Supplied passage ->

(continued - page 2)

 
     The next year, 1700, the Seminary sent out Fathers Bergier, Bouteville and Saint Cosine, the latter a younger brother of the missionary at the Tamarois, but not yet a regularly ordained priest. The elder Saint Cosine went to the Natchez on the arrival of his brethren. The Jesuit missionaries received the Quebec missionaries with politeness, but showed much opposition to what they regarded as an intrusion into their field of work. 

     Before long Father Montigny found his position so unpleasant that he began to see failure in the mission on which he had spent his means so generously. He returned to France with d’Iberville in 1700, hoping to regulate his mission affairs satisfactorily. When he left, Father “Bergier became Superior of the secular missions on the Mississippi Valley, and made Tamarois his residence, Rev. Mr. St. Cosine remaining at Natchez.  Father Montigny never returned to America. He went East where his services in the cause of religion were signal.

     In the fall of 1702, fathers Davion and De Limoges, who lived among the Natchez, went to Mobile and informed Bienville that the Coroas had killed their colleague, Father Foucault, and three other Frenchmen above the Yazoo river.  Nicholas Foucault had arrrived in 1701, and in 1702 was laboring among the Tunicas and Yazoos.  He set out for the fort with three Frenchmen, and was attended by young Coroas.  These two savages effected the death of the entire party near the Tunica villages. 

     On learning of the death of Foucault, Davion, the missionary among the Tunicas, and De Limoges, from the Oumas (Humas), considered it no longer wise to remain in such an exposed situation. They went down to the French fort where they arrived on the first of October. The governor determined to exact reparation for the murder. This made a return for the priests still more perilous.

     It was in 1703 that Father Saint Cosine with three companions was descending the Mississippi, to make a visit to St. Denis, who commanded a fort at or near the mouth of the river. Saint Cosine passed Natchez in safety, but went further down to a place where there had been a Bayogoula village. The Bayogoulas and the Chetiinachas were then at enmity, and the latter masacred the entire party, except a little slave. 

     Bienville heard of the crime, and St. Denis, with ten Frenchmen and 200 Oumas, Ouachas, and Bayogoulas, set out to punish the Indians. Fifteen Chetimachas were killed, and others were wounded and captured. Among the captured was one of the murderers. Bienville had his [the murderers] head broken. His scalp was afterward taken off and his body thrown into the river. Bienville even went so far as to offer a fixed price for each Chetimacha or Alibamon scalp or prisoner delivered to him.

     Some Choctaws brought the scalps of five Alabamons. From the Choctaws and some Chickasaws, Bienville was informed that a number of Englishmen were busily endeavoring in their villages to draw off these Indians from their alliance with the French.

Task set ->
#1 Answer these questions from the mission history passage:
(a) In what year did Father Montigny return to France, and with whom did he travel?
(b) On what date did Davion and De Limoges arrive at the French fort?
(c) How many Chetimachas were killed by the party sent to punish them?
#2 Please resume the mission history passage, picking up right after its final sentence.
The entries after this point are separate material, unconnected to the mission history passage.

Material supplied ->
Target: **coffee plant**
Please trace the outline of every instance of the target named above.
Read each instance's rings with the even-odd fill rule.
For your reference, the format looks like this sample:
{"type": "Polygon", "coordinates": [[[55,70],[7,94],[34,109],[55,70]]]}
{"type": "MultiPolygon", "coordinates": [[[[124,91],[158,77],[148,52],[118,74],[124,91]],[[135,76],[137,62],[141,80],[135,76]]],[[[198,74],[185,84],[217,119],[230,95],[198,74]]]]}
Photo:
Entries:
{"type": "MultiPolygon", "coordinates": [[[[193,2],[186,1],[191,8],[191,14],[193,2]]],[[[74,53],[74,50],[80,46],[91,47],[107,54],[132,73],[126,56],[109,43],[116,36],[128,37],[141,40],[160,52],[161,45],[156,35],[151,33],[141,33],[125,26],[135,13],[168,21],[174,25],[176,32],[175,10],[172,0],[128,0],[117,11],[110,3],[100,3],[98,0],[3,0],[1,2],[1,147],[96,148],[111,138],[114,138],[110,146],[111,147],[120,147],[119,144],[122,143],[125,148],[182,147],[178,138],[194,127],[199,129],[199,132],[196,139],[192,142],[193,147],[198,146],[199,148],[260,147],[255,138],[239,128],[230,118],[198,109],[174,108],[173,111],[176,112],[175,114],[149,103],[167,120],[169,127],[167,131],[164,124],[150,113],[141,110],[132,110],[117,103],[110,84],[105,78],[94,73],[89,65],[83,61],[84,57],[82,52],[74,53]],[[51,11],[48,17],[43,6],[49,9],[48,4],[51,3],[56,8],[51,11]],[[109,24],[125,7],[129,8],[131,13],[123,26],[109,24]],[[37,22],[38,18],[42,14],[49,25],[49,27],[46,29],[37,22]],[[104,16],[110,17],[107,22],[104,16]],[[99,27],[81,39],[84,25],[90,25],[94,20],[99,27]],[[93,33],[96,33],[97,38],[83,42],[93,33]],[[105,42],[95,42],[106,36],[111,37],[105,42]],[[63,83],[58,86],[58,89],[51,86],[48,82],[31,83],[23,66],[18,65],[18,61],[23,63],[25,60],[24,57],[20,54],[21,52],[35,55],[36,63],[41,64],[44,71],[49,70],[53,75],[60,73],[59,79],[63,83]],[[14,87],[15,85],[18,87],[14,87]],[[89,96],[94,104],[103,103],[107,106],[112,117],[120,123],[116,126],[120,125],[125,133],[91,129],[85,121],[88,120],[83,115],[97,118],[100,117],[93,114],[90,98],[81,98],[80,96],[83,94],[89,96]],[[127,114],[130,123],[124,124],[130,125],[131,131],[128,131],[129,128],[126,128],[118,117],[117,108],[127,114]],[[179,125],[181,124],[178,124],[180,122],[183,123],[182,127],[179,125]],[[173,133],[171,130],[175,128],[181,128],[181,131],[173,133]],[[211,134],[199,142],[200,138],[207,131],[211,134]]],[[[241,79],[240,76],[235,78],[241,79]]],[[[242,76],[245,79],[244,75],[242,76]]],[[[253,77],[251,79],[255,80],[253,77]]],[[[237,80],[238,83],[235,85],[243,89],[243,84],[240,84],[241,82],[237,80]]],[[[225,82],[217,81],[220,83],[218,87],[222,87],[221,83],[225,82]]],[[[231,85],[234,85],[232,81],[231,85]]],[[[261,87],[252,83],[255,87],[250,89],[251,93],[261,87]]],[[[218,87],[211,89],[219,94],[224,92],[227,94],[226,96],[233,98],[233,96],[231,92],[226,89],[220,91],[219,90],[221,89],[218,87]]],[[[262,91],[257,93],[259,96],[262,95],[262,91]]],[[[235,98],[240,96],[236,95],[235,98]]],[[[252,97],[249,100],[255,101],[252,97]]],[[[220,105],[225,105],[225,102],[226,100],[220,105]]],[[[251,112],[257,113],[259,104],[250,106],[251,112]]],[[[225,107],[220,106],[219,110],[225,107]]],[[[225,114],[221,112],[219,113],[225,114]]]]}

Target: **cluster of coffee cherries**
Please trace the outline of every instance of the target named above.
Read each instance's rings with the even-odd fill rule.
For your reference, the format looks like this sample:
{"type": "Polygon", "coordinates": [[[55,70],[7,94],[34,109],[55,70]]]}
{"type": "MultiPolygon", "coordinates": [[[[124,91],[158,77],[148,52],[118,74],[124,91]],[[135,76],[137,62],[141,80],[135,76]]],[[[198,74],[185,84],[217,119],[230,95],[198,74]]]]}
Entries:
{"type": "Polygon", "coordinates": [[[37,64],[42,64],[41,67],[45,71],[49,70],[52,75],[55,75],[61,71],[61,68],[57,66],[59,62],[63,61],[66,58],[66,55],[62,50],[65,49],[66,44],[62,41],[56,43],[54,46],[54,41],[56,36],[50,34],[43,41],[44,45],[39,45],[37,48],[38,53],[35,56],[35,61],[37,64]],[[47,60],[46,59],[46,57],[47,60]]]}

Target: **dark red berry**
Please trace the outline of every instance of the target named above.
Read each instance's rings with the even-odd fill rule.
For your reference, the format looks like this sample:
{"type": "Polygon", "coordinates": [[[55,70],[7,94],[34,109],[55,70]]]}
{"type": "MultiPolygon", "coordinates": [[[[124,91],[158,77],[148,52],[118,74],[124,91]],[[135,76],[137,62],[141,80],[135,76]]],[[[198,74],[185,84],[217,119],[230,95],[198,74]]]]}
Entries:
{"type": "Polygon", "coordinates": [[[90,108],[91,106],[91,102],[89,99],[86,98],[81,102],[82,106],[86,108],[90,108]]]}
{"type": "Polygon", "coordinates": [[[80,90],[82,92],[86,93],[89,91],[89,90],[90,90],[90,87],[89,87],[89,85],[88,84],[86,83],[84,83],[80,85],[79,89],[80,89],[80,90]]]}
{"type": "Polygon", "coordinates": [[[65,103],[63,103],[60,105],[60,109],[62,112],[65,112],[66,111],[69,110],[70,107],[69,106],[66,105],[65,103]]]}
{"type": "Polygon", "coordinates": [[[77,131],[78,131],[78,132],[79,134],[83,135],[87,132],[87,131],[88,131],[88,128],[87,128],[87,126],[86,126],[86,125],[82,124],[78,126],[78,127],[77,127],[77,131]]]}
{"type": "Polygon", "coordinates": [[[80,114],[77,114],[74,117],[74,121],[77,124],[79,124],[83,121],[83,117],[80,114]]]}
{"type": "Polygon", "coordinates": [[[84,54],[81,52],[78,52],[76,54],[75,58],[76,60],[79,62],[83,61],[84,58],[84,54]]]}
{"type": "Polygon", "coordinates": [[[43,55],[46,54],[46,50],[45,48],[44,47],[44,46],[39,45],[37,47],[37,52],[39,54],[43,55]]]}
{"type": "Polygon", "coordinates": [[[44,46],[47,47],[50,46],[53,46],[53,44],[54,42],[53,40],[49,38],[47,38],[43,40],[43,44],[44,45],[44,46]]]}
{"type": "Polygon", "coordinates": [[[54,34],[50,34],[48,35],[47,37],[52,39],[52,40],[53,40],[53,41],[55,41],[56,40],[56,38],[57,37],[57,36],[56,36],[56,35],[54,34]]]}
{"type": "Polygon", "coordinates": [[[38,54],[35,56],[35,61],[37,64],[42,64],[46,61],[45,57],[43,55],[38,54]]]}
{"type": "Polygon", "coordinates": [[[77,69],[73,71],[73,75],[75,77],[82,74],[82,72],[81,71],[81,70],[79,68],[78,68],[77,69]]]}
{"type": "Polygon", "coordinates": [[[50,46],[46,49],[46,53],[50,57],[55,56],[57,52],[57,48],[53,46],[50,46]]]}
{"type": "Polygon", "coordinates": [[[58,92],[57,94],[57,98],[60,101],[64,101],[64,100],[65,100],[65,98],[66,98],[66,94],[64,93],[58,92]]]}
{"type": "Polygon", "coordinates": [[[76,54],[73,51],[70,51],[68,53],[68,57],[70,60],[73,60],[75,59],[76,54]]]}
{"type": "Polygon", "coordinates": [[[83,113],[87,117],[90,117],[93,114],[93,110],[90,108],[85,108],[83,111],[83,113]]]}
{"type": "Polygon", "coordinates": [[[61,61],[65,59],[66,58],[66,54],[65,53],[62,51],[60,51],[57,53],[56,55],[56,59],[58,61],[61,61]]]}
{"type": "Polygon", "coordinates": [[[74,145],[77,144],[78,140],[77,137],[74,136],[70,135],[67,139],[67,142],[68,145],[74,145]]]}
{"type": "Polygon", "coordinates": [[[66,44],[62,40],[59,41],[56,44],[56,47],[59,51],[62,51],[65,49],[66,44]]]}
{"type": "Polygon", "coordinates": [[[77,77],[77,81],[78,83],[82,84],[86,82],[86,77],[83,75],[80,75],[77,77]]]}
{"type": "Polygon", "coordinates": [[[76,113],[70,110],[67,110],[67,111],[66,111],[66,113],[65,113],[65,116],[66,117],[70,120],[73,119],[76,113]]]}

Expected outputs ->
#1
(a) 1700, with d'Iberville.
(b) The first of October.
(c) Fifteen.

#2
     Father Davion, who had recently come down the river, was still at the fort, and it was deemed hazardous to allow him to return; and, in November, 1704, two chiefs of the Tunicas came to escort him back. Bienville told the chiefs that he could not consent to the return of the priest to the Tunicas till they had avenged the death of Father Foucault, murdered by the Coroas, at the instigation of the English; and he expected them to seize the traders of that nation, and bring them and their goods to Mobile. He proposed to furnish them with ammunition. 

     His offer was accepted, and St. Denis offered to go with them, accompanied by twelve Canadians. The party was to be supported by Lambert, another Canadian, who was going back to the Wabash with forty of his neighbors. The Tunica chiefs left, having promised to meet St. Denis at the Natchez. Bienville ordered some boats built, but before they were completed, news came that the French settlements on the Wabash had been entirely destroyed by the Indian allies of the British. Lambert gave up the intended trip, and it was considered too dangerous for St. Denis to go without the anticipated escort. So the project was abandoned.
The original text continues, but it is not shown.